Direction A - Write out the lines of the records below, starting with the line that contains "If you could mark the white cab" and going on through the line that contains "<point>853,562</point>".

Selected excerpt -
***

# Free email services



## it_waaznt_me (Dec 3, 2003)

In this world where every service now going pay I thought about taking the Digit users opinion about the best free email services they use. I have included all those services that I have used and found satisfactory.
If you have suggestions then please post them ..


----------



## it_waaznt_me (Dec 3, 2003)

I thought I should add a brief profile of each provider : 

Yahoo ! 
Space = 1 Gb.
Ads= Yes
POP3/SMTP Access= No/No
Speed=Fast 
Spam filters= Quite powerful

Hotmail 
Space = 3MB.
Ads= Yes
POP3/SMTP Access= Yes (HttpMail Access , Outlook Exp or Outlook Only)/Yes
Speed=Crawling 
Spam filters= Fair enough.

Rediffmail 
Space = 1 GB
Ads= Yes
POP3/SMTP Access= No/No
Speed=Lightening 
Spam filters= Do they have any spam filters ?

***

Direction B -
Answer these about the free email services thread above:
(i) How much space is listed for Hotmail?
(ii) What speed is given for Rediffmail?
(iii) On what date was the first post made?

Dataset entries -

***

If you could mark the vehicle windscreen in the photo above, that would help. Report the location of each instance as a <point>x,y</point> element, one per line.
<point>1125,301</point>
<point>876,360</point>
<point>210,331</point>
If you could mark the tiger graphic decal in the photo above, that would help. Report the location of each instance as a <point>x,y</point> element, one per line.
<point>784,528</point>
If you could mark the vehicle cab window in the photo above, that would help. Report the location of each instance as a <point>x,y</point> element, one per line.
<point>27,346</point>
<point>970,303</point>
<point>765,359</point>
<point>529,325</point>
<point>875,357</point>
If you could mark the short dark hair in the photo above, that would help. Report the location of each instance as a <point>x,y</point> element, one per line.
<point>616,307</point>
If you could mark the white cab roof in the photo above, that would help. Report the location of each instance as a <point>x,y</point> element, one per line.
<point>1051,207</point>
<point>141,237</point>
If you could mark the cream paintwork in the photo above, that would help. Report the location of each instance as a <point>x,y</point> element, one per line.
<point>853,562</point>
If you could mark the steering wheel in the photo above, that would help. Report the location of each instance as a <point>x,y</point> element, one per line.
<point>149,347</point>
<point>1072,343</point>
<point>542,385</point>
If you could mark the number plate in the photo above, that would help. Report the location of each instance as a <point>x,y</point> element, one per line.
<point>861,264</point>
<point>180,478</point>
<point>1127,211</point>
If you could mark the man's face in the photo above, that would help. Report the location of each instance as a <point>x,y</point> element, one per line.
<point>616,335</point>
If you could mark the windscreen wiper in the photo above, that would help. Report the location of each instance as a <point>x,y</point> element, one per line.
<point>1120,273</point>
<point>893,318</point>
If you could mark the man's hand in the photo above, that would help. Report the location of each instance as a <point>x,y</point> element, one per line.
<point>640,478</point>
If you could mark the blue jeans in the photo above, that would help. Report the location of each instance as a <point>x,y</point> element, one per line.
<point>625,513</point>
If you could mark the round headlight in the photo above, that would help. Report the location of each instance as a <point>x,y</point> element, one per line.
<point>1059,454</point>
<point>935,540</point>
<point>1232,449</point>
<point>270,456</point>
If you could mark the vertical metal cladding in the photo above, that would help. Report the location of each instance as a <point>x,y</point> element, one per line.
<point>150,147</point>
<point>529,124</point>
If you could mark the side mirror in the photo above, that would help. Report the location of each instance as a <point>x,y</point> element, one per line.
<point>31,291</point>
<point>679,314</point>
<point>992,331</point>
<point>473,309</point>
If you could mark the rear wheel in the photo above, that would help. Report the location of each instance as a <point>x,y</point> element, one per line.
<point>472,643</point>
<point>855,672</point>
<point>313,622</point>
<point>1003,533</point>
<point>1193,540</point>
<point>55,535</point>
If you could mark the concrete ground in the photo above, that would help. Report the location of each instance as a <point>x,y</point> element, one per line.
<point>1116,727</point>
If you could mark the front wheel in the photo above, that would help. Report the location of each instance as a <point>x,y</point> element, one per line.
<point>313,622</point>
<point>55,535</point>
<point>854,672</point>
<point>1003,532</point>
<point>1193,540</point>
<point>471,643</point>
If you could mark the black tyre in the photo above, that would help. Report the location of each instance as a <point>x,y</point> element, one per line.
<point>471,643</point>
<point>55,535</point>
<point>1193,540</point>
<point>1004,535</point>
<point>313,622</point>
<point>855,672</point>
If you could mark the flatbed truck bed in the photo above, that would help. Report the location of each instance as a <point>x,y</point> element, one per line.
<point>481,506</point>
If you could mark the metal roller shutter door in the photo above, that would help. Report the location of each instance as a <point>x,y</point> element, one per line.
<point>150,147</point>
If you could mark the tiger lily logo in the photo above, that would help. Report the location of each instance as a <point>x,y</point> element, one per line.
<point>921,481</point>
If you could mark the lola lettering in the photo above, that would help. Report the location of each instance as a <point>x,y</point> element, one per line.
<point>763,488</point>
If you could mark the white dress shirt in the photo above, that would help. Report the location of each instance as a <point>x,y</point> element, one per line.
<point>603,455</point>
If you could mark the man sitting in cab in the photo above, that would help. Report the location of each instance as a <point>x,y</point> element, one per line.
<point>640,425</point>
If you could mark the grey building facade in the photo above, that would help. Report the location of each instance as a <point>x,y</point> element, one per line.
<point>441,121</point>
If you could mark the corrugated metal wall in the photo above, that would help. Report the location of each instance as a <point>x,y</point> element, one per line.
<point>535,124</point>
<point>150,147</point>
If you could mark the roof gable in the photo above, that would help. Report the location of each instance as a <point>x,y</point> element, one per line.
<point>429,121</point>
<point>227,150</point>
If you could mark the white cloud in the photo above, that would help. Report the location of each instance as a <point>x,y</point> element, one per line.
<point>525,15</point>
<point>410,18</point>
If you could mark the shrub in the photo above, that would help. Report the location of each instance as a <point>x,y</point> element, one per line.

***

Full response A -
If you could mark the white cab roof in the photo above, that would help. Report the location of each instance as a <point>x,y</point> element, one per line.
<point>1051,207</point>
<point>141,237</point>
If you could mark the cream paintwork in the photo above, that would help. Report the location of each instance as a <point>x,y</point> element, one per line.
<point>853,562</point>

Full response B -
(i) 3MB
(ii) Lightening
(iii) Dec 3, 2003